BEGIN EXTRACTED RECORDS

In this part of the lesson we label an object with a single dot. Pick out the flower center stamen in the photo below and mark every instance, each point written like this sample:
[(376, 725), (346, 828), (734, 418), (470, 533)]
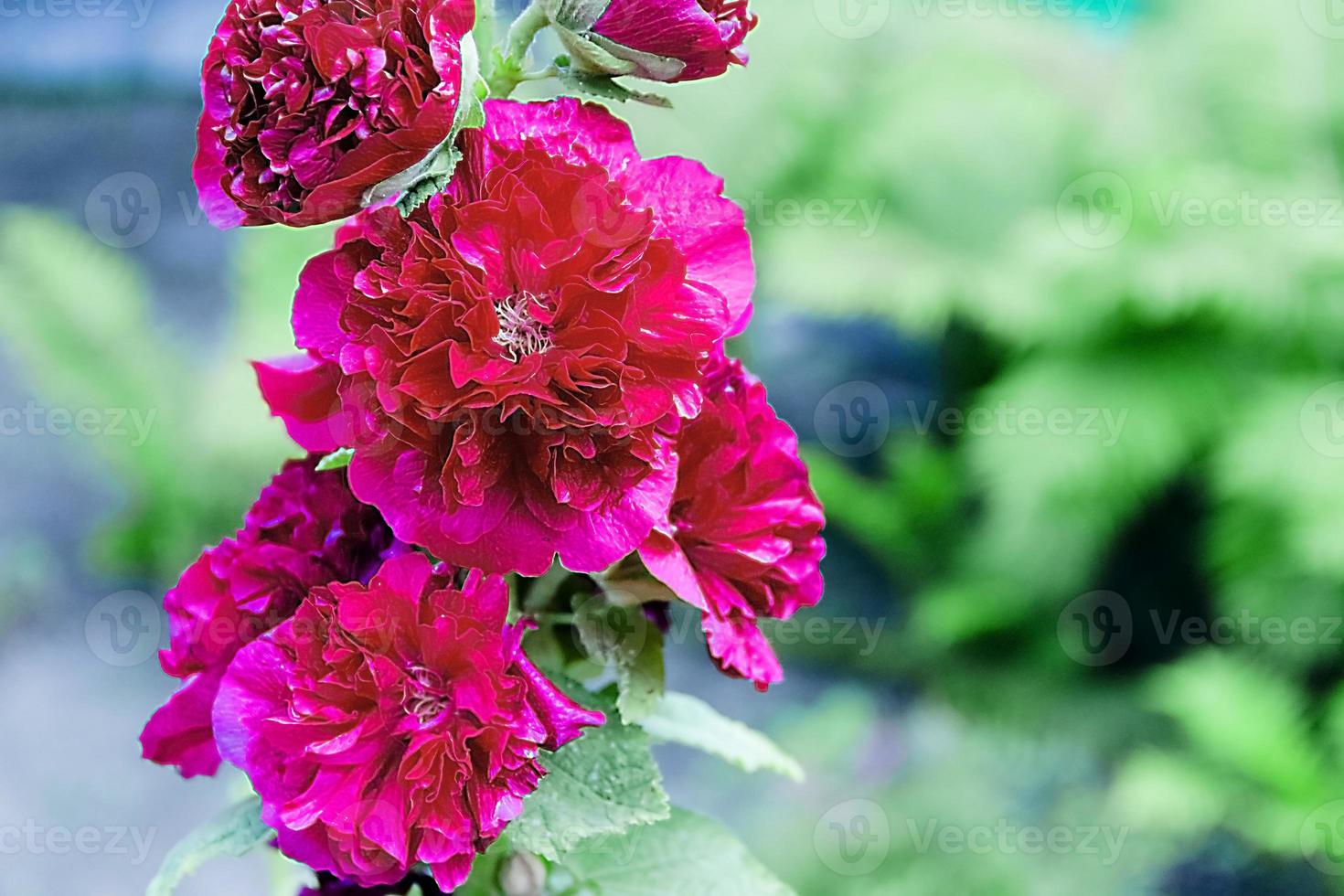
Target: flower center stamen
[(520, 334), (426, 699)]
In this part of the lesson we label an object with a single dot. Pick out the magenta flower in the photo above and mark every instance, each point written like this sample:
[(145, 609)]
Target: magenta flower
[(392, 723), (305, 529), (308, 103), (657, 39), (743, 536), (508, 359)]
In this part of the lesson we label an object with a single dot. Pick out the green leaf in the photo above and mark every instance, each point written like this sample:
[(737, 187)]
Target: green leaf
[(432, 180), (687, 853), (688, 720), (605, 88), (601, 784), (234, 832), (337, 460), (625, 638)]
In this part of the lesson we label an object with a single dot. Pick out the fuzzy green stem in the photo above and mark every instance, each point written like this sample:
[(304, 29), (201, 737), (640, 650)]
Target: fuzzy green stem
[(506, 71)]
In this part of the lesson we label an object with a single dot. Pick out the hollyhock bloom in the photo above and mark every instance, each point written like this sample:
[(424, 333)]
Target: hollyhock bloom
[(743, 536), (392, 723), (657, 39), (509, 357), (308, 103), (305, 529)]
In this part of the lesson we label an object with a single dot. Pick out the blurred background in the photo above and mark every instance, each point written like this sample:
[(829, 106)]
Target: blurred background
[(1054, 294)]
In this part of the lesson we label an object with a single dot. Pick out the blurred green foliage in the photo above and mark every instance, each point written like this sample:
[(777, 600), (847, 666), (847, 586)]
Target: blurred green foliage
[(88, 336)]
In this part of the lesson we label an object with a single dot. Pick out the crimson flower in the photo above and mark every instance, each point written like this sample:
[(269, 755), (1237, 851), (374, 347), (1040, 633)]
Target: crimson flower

END EXTRACTED RECORDS

§ **YOUR TASK**:
Bring together all lines in the records where the word "photo" is found.

§ **EXERCISE RESPONSE**:
In this part of the lesson we label an object with a single dot. Pick out the flower center stamen in the photo below and mark every instance, each point written like this sample:
In this part of the lesson we label an object with a single dot. Pick out the magenta flower in the photo above and mark every instance, each point written like this sample:
In this part of the lesson we label an object with a single dot. Pick out the green leaf in the photo above and mark every instance, each point written like this sample:
In this part of the lesson we label an object with a single dot. Pick out the fuzzy green stem in the photo above and mark every instance, each point written like this sample:
In this part of the lesson we label an object with a single dot. Pick out the hollyhock bloom in the photo above and mark every instance, each point written like this sample:
In this part of the lesson we label an object with a single dot. Pick out the blurred background in the photo above and mark every instance, each point written like this sample:
In this part of the lesson we label an object with a single dot. Pick out the blurred green foliage in the photo above and mark every instance, each point written like this sample:
In this part of the lesson we label an object with a single dot. Pick out the crimson flower in the photo above and mark every instance, each point written like this sample:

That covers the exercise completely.